§ **VORLIEGENDER AUSZUG**
Mit dem Mauerbau am  13. August 1961 änderte sich für den Fahrdienstleiter Tgl der Betriebsablauf: Nach Heiligensee wurde ein 20-Minuten-Takt mit Kreuzung in Tegel eingeführt, der sich bis zur Betriebseinstellung der S-Bahn am 09. Januar 1984 nicht mehr änderte.

Blick vom Tegel-Center auf den Bahnhof Tegel mit Stellwerk. ca 1983. Foto: Sammlung Thomas Ley

1968 entschloß sich die Deutsche Reichsbahn aus wirtschaftlichen Erwägungen heraus, den Betrieb auf dem Bahnhof Tegel zu rationalisieren. Für die Fahrten nach und von Heiligensee war der Weichenwärter Tnb überflüssig geworden. Die beiden Schrankenposten 5 und 5a wurden aufgelöst, die Gebäude abgerissen. Das Stellwerk Tnb wurde mit einem Anbau für die Schrankenbedienung versehen und war fortan der neue Schrankenposten 5. Die Ausfahrsignale K und L sowie das Einfahrsignal M und die Weichen 53, 55 und 60 wurden beim Fahrdienstleiter Tgl integriert.  Wegen der großen Stellentfernung zum Einfahrsignal M (rund 700m) wurde das Signal mit einem elektrischen Antrieb versehen. Mit dem Umbau konnte auch das noch besetzte Stellwerk Hls in Heiligensee geschlossen werden. Die Strecke nach Heiligensee war nicht mit einem Streckenblock versehen. Der Betrieb wurde quasi auf Nebenbahn-Niveau durchgeführt. Es konnte jederzeit ein Zug nach Heiligensee nachfahren. Für die Einfahrt von Heiligensee nach Gleis 5 mußte die Aufsicht Tegel die Fahrstraße durch Schließtaste auflösen, das der Fahrdienstleiter Tgl den Zugschluß nicht erkennen konnte.

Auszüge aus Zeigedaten
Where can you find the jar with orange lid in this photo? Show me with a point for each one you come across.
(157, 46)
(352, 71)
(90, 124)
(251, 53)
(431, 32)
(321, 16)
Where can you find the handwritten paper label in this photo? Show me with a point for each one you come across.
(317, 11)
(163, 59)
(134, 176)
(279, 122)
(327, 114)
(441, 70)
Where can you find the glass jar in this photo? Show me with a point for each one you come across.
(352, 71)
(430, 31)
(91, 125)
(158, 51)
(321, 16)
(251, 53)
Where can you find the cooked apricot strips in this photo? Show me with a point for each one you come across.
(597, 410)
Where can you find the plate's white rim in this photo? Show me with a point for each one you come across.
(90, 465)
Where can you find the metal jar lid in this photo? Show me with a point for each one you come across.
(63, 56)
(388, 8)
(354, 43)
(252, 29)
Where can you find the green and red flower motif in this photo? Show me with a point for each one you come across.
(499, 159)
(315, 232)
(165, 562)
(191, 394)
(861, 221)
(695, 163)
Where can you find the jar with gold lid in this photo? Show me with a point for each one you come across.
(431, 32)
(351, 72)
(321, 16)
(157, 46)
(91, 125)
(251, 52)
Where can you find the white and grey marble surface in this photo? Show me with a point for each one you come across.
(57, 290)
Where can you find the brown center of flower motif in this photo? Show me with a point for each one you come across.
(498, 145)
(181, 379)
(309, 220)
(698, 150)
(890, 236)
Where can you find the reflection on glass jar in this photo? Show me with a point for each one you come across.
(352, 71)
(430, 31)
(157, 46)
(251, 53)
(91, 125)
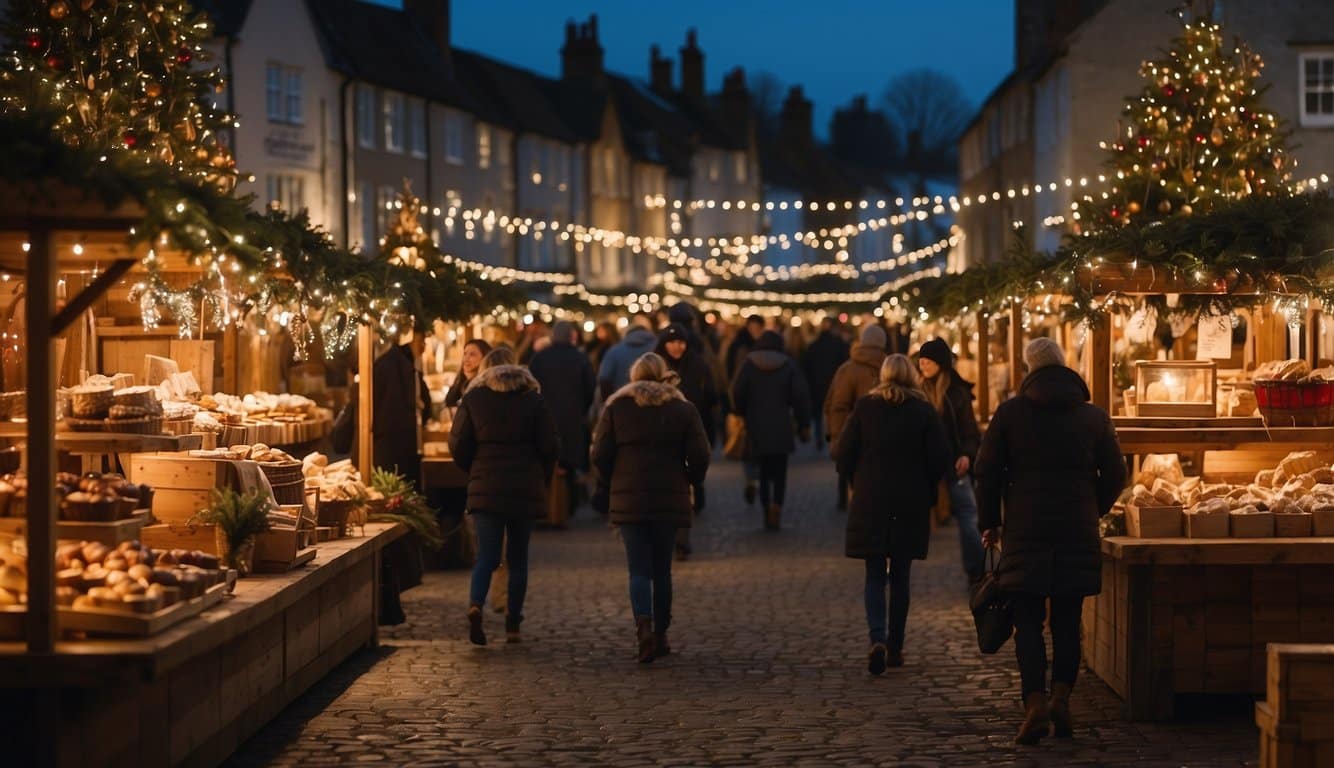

§ **GESTELLTE AUFGABEN**
a. Gib einen Abschnitt aus dem Auszug zum Bahnhof Tegel wortgetreu wieder. Setze bei den Worten mit „Mit dem Mauerbau“ ein und höre nach „nicht mehr änderte.“ auf.
b. Setze den Auszug zum Bahnhof Tegel bitte im Anschluss an seinen letzten Satz fort.

§ **ANTWORTEN DER REIHE NACH**
a.
Mit dem Mauerbau am  13. August 1961 änderte sich für den Fahrdienstleiter Tgl der Betriebsablauf: Nach Heiligensee wurde ein 20-Minuten-Takt mit Kreuzung in Tegel eingeführt, der sich bis zur Betriebseinstellung der S-Bahn am 09. Januar 1984 nicht mehr änderte.

b.
Im Stellwerk Tgl war eine Mutteruhr installiert, die die Uhren des Bahnhof Tegel steuerte. 1979. Foto: Thomas Ley

Mit der Einstellung des S-Bahn-Betriebs durch die BVG am 09. Januar 1984 blieb dem Fahrdienstleiter Tgl nur noch der Güterverkehr mit dem anfallenden Rangiergeschäft übrig.

Mit dem Bau der Autobahn Richtung Hamburg wurden auf dem Bahnhof Tegel umfangreiche Umbauarbeiten nötig. Als Kompensation für diesen Eingriff erhielt die Deutsche Reichsbahn auf Kosten des Berliner Senats ein komplett neues Stellwerk für den Bahnhof Tegel. Ein Grund dafür dürfte auch die Ersatzteilbeschaffung für die Stellwerke gewesen sein. Für Hein, Lehmann-Stellwerke gab es 1987 einfach keine Möglichkeit mehr, unter wirtschaftlichen Gesichtspunkten Ersatzteile zu beschaffen oder gar herzustellen. Die Bauart des Hebelwerks, das in Tgl verbaut war, war 1987 sowieso einzigartig in Deutschland. Am 22. August 1987 ging das neue Spurplanstellwerk Tgl in Betrieb. Spätestens zu diesem Zeitpunkt war das mechanische Stellwerk Tgl außer Betrieb. Das Stellwerksgebäude steht unter Denkmalschutz und verfällt zusehens.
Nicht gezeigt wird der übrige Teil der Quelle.